* _WHAT NEEDS TO BE DONE_:
Your output should be the lines below from the one holding "Return one point per instance of the man's" through the one holding "Return one point per instance of the distant", transcribed exactly, with no pictures.

* _TASK INPUTS_:
Content starts

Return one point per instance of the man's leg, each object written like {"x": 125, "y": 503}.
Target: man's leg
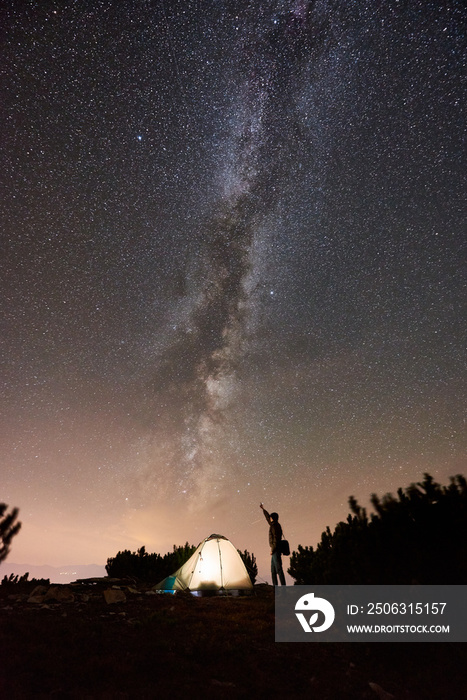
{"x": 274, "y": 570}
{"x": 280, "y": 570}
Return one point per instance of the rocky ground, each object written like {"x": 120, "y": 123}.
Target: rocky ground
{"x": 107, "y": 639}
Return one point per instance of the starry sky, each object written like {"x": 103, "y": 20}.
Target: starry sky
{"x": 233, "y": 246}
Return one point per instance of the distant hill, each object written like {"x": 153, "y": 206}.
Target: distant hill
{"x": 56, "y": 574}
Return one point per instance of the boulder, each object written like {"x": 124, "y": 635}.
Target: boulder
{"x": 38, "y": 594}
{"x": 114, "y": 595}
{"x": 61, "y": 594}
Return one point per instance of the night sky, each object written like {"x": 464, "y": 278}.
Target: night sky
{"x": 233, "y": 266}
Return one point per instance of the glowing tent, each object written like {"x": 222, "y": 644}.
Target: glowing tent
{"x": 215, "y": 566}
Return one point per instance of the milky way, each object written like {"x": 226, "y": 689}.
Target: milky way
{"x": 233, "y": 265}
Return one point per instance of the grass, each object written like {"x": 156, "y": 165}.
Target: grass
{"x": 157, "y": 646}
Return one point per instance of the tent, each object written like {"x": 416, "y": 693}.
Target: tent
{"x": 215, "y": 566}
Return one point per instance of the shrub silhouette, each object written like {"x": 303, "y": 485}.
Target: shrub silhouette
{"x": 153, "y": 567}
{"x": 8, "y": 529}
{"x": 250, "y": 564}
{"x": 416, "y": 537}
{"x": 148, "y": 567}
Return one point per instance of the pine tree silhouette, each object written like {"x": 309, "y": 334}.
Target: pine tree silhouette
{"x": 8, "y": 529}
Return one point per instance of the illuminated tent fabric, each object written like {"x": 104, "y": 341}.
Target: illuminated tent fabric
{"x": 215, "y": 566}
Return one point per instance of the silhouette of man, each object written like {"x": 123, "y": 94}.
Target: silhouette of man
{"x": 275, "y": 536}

Content ends
Content starts

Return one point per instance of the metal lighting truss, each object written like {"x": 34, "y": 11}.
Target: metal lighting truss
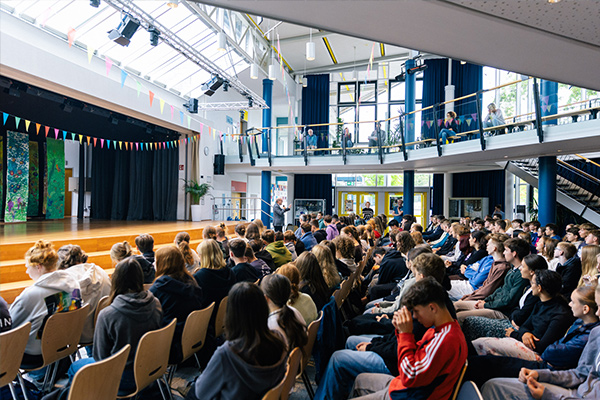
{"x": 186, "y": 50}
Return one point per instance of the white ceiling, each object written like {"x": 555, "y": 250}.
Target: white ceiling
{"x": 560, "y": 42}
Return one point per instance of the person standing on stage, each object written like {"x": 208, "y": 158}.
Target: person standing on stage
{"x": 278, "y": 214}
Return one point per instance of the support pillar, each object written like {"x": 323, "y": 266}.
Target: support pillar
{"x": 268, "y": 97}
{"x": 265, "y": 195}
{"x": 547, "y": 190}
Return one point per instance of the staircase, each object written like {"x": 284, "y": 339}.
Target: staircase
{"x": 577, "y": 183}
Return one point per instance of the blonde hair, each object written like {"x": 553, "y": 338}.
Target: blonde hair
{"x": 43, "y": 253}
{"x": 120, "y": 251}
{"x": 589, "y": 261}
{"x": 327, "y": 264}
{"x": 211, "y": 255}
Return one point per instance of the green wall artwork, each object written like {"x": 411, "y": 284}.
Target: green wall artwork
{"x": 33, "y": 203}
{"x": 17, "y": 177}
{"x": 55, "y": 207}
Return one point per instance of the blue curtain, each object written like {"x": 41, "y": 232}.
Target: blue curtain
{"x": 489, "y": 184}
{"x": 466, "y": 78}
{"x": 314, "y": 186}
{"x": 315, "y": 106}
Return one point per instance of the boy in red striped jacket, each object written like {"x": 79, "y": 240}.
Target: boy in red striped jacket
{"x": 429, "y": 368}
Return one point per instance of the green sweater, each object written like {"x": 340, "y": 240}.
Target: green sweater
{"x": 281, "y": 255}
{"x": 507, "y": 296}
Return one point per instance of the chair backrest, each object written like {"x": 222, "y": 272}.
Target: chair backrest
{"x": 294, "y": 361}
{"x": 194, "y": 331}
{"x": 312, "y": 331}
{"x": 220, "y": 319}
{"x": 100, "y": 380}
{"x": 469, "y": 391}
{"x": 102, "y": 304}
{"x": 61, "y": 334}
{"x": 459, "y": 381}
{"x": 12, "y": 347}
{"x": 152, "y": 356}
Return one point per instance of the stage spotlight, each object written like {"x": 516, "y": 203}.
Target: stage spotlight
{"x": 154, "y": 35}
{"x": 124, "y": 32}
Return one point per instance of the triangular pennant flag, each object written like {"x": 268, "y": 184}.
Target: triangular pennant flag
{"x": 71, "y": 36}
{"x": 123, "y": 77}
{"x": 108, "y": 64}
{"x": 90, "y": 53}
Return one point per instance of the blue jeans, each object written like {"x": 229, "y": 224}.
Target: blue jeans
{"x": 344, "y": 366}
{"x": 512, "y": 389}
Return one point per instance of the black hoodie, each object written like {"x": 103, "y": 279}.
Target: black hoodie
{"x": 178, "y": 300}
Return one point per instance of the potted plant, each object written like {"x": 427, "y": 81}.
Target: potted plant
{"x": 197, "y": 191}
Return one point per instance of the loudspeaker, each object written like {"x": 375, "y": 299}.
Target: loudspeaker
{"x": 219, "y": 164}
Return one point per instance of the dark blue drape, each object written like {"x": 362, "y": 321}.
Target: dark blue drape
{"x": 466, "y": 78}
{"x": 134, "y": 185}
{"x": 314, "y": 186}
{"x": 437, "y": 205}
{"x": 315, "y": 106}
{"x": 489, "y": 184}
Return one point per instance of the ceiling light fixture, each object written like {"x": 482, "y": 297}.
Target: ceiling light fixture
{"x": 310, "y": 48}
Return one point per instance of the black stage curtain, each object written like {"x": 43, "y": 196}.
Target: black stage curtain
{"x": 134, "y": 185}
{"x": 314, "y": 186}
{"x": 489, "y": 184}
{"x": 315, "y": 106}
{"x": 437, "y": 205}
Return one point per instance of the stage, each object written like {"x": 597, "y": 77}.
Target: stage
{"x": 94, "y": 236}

Content ends
Content starts

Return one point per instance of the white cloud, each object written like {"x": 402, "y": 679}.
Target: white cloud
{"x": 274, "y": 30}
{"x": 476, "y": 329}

Content ends

* _WRITTEN SOLUTION_:
Return one point per instance of the man's leg, each object written like {"x": 125, "y": 503}.
Target: man's leg
{"x": 274, "y": 570}
{"x": 280, "y": 570}
Return one point per instance of the rocky ground, each object written like {"x": 120, "y": 123}.
Target: rocky ground
{"x": 107, "y": 639}
Return one point per instance of the starry sky, each object written like {"x": 103, "y": 20}.
Target: starry sky
{"x": 233, "y": 246}
Return one point per instance of the distant hill, each object written like {"x": 153, "y": 206}.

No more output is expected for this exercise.